Skip to content
New issue

Have a question about this project? Sign up for a free GitHub account to open an issue and contact its maintainers and the community.

By clicking “Sign up for GitHub”, you agree to our terms of service and privacy statement. We’ll occasionally send you account related emails.

Already on GitHub? Sign in to your account

Snakemake improvements #70

Open
jameshadfield opened this issue Jul 9, 2024 · 2 comments
Open

Snakemake improvements #70

jameshadfield opened this issue Jul 9, 2024 · 2 comments

Comments

@jameshadfield
Copy link
Member

This is a series of observations about the current situation of the workflow and the complexities we've recently introduced to it as we've adapted it to handle the ongoing cattle-flu outbreak. This includes complexities added in (currently unmerged) Segment builds for H5N1 cattle flu outbreak. The suggestions here are roughly ordered as each builds on previous ones.

Config files

We've probably reached the point where config files would be clarifying rather than confusing. As @joverlee521 notes:

the main Snakefile would be simplified a lot if the param functions were pulled out into config files. If the params were defined in config files, we would be able to remove a lot of the if w.subtype=='h5n1-cattle-outbreak' checks.

I'm imagining here we would have config files for:

  • One each for H5N1, H5Nx, H7N9, H9N2
  • h5n1-cattle-outbreak genome build
  • h5n1-cattle-outbreak segments built (maybe this could be combined with the genome config?)

Optional time wildcard.

The per-segment cattle-flu builds don't have this wildcard, which is why the filename produced by the pipeline doesn't match the desired URL. We can maintain the current ruse of using time=all-time and add a final rule to rename the files or somesuch, but the cleaner way would be to make the wildcard optional. In practice (I think, haven't prototyped) this would mean that the three values of time would be "", "_all-time", "_2y".

Bring genome build into canonical snakemake pipeline

With the above changes, merging these pipelines would be a nice simplification. While they use different parameters, all the rules from tree onwards are the same between the pipelines. I think this could be nicely organised if the input to align becomes a function and when w.subtype=h5n1-cattle-outbreak that function refers to outputs of a rules/h5n1-cattle-outbreak-genome.smk ruleset.

Directory structure within results & config

This is rather minor, but the files counts are starting to become hard to manage! I'd think splitting config/ into one directory per config file (as described above) would work nicely. Similarly for results/.

Data files include source in filename

Currently no matter the upstream source (local ingest, GISIAD data, NCBI data) we get the following data files:

  1. data/metadata.tsv
  2. data/{segment}/sequences.fasta
  3. data/metadata_{subtype}.tsv
  4. data/sequences_{subtype}_{segment}fasta

This means when switching between a GISAID build (H5Nx, H5N1, H7N9, H9N2) to a NCBI build (h5n1-cattle-outbreak) these files will be overwritten¹, and then when you switch back to a GISAID build the entire pipeline needs to rerun.

» Tasks to carry out
1 – List every section heading in the Snakemake issue text.
2 – Return the passage of the Snakemake issue from "This is rather" up to and including "needs to rerun.", copied word for word.

» Information given
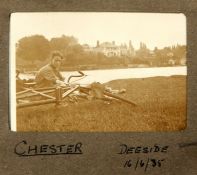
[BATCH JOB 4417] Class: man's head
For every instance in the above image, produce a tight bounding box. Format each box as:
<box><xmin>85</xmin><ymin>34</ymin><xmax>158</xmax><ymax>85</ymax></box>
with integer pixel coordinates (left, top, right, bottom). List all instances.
<box><xmin>51</xmin><ymin>51</ymin><xmax>63</xmax><ymax>69</ymax></box>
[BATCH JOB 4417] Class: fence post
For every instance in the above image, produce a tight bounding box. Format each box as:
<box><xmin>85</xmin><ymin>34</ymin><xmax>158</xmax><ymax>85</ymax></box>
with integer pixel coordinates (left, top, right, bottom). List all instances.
<box><xmin>55</xmin><ymin>87</ymin><xmax>62</xmax><ymax>105</ymax></box>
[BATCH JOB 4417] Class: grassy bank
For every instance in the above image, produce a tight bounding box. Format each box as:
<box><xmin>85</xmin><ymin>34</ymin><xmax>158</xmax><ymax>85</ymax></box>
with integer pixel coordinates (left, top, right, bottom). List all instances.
<box><xmin>17</xmin><ymin>76</ymin><xmax>186</xmax><ymax>131</ymax></box>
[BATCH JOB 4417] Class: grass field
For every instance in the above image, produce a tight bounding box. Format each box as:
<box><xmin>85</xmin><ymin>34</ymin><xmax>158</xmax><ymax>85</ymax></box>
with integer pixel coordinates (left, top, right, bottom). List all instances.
<box><xmin>17</xmin><ymin>76</ymin><xmax>186</xmax><ymax>132</ymax></box>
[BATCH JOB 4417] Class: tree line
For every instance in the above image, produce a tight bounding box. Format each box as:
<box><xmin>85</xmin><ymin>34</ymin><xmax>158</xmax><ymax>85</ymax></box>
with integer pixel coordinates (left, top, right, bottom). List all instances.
<box><xmin>16</xmin><ymin>35</ymin><xmax>186</xmax><ymax>70</ymax></box>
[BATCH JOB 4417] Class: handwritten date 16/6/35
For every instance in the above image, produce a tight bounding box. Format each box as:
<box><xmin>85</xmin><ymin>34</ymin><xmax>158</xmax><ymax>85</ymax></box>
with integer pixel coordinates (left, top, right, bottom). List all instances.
<box><xmin>123</xmin><ymin>158</ymin><xmax>165</xmax><ymax>171</ymax></box>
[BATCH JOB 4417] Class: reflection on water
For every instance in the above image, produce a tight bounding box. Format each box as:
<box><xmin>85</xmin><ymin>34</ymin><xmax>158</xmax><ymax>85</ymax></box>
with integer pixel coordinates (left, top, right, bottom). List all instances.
<box><xmin>20</xmin><ymin>66</ymin><xmax>187</xmax><ymax>84</ymax></box>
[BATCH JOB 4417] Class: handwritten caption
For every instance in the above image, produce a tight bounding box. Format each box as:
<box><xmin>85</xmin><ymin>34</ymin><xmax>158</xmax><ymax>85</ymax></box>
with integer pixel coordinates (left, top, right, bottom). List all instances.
<box><xmin>14</xmin><ymin>140</ymin><xmax>83</xmax><ymax>156</ymax></box>
<box><xmin>118</xmin><ymin>144</ymin><xmax>169</xmax><ymax>172</ymax></box>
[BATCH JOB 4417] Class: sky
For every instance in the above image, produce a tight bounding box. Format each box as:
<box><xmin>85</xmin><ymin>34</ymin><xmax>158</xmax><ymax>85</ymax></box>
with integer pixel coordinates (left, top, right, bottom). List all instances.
<box><xmin>10</xmin><ymin>12</ymin><xmax>186</xmax><ymax>49</ymax></box>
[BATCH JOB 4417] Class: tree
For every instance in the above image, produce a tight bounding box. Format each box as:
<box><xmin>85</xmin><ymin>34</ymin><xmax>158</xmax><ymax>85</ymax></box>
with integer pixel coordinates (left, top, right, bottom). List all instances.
<box><xmin>16</xmin><ymin>35</ymin><xmax>50</xmax><ymax>63</ymax></box>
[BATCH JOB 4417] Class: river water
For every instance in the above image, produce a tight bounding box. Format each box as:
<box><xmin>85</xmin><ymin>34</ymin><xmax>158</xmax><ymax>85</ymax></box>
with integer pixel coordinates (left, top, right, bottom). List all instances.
<box><xmin>20</xmin><ymin>66</ymin><xmax>187</xmax><ymax>84</ymax></box>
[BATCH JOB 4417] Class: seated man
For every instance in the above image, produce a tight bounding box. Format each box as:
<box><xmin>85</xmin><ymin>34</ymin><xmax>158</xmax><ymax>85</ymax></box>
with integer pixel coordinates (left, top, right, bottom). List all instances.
<box><xmin>35</xmin><ymin>51</ymin><xmax>65</xmax><ymax>88</ymax></box>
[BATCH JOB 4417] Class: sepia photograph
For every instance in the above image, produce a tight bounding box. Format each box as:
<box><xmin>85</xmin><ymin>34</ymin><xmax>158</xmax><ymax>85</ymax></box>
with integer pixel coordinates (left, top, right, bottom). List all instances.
<box><xmin>9</xmin><ymin>12</ymin><xmax>187</xmax><ymax>132</ymax></box>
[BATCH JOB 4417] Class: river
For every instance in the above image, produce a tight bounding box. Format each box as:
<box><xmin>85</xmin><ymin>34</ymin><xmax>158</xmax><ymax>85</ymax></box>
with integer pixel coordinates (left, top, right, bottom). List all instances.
<box><xmin>20</xmin><ymin>66</ymin><xmax>187</xmax><ymax>84</ymax></box>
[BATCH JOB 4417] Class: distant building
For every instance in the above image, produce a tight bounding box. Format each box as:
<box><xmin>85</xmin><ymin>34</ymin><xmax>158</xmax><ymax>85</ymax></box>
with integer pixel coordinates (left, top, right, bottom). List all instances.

» Expected results
1 –
- Config files
- Optional time wildcard.
- Bring genome build into canonical snakemake pipeline
- Directory structure within results & config
- Data files include source in filename

2 –
This is rather minor, but the files counts are starting to become hard to manage! I'd think splitting config/ into one directory per config file (as described above) would work nicely. Similarly for results/.

Data files include source in filename

Currently no matter the upstream source (local ingest, GISIAD data, NCBI data) we get the following data files:

  1. data/metadata.tsv
  2. data/{segment}/sequences.fasta
  3. data/metadata_{subtype}.tsv
  4. data/sequences_{subtype}_{segment}fasta

This means when switching between a GISAID build (H5Nx, H5N1, H7N9, H9N2) to a NCBI build (h5n1-cattle-outbreak) these files will be overwritten¹, and then when you switch back to a GISAID build the entire pipeline needs to rerun.